MATERIAL SHOWN.
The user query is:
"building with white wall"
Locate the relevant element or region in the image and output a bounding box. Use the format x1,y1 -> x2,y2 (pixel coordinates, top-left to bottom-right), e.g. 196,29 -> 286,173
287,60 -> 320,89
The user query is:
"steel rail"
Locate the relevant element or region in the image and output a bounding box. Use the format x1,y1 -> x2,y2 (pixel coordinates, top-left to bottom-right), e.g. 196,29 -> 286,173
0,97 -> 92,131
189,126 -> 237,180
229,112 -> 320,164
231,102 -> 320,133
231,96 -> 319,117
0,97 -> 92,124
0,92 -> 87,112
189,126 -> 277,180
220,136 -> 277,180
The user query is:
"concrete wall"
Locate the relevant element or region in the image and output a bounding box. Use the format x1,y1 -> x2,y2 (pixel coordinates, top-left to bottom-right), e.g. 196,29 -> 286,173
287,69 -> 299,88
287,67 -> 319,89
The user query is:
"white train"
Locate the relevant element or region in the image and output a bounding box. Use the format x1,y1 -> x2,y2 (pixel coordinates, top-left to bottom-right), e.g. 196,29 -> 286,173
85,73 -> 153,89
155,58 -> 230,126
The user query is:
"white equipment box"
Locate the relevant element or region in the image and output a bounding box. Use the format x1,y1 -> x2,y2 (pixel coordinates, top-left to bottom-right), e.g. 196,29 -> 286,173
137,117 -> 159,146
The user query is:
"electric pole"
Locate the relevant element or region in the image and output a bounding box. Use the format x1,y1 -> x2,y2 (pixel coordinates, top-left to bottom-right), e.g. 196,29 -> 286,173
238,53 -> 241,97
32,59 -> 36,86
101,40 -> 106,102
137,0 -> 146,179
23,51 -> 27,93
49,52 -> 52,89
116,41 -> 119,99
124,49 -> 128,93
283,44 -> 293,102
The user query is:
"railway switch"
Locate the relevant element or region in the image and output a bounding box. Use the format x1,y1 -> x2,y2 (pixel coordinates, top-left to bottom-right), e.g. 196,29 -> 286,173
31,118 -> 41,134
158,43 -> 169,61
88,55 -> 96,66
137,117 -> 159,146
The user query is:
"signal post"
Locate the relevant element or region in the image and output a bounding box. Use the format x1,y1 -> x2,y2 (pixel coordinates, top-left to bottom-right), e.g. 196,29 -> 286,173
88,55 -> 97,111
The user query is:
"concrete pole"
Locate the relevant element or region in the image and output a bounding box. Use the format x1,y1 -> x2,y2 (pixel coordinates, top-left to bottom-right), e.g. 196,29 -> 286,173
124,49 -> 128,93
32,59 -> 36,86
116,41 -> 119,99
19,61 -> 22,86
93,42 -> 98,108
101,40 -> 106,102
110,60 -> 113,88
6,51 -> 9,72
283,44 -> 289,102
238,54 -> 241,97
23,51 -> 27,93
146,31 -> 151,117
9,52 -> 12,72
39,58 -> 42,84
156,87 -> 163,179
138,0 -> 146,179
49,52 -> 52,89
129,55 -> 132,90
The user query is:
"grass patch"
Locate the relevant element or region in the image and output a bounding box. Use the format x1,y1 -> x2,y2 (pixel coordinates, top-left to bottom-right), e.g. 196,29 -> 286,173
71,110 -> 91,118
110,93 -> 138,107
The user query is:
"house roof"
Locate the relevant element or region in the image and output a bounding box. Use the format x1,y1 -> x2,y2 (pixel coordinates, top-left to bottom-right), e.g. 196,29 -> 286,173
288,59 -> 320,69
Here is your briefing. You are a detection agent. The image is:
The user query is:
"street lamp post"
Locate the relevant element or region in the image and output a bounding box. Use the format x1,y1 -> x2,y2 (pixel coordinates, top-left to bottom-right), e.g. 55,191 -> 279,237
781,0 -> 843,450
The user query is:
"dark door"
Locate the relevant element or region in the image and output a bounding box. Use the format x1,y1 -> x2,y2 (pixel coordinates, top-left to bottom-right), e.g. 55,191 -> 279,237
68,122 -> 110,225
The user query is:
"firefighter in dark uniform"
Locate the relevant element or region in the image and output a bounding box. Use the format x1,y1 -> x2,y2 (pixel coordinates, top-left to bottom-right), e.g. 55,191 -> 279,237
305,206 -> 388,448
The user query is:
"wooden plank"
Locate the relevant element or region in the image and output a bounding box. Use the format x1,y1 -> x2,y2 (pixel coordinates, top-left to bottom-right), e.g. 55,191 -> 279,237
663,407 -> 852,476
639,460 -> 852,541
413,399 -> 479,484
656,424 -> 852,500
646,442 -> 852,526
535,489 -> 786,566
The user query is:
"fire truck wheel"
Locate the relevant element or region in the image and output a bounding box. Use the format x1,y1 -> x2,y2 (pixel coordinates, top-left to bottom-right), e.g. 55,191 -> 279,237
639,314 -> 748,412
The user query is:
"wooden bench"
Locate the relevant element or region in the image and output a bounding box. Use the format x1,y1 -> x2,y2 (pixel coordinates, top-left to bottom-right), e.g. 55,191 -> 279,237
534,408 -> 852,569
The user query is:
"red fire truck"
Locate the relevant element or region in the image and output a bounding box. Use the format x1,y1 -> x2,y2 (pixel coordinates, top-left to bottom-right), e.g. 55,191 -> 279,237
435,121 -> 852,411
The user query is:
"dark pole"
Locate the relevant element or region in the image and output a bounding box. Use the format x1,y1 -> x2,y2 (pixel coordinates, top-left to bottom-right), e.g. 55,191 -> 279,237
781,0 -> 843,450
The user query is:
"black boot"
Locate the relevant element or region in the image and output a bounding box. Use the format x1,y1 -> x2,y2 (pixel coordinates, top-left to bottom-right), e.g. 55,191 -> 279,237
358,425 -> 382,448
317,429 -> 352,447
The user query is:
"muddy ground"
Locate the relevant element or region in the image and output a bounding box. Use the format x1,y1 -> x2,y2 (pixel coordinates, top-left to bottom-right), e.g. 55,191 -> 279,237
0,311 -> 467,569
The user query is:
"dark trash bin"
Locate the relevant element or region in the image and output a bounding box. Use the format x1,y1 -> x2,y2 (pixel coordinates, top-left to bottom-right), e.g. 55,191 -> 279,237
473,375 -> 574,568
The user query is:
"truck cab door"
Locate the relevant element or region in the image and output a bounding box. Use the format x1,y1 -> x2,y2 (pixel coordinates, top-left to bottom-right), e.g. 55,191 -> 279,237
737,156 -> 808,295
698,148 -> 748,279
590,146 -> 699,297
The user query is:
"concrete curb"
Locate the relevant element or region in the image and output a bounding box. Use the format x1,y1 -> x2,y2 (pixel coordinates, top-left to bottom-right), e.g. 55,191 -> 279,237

---

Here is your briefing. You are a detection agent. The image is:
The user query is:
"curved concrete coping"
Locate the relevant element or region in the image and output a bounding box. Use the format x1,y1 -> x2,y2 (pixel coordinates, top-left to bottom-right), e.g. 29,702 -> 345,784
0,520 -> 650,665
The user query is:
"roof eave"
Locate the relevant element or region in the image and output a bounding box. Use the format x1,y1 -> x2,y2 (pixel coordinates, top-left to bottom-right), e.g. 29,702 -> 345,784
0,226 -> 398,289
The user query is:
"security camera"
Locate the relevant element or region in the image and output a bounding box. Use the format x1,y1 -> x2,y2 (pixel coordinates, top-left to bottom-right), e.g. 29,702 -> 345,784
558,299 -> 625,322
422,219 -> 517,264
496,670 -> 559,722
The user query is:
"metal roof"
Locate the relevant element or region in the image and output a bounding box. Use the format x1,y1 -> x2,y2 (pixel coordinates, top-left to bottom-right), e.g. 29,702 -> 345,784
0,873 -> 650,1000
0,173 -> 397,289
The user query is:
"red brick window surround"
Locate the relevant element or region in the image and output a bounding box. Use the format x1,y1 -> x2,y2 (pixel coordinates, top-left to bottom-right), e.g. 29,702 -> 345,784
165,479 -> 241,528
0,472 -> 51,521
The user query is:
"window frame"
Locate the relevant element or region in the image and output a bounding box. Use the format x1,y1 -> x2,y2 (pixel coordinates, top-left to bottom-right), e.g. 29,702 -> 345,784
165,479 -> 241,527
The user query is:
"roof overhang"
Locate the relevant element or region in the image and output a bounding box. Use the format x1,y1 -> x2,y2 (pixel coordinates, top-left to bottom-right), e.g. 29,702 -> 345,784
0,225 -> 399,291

THE PROBLEM. Which lines in the entries above contain the word "truck"? Copy each of those lines in full.

WRITTEN ANSWER.
"fire truck wheel"
"red fire truck"
"truck cab door"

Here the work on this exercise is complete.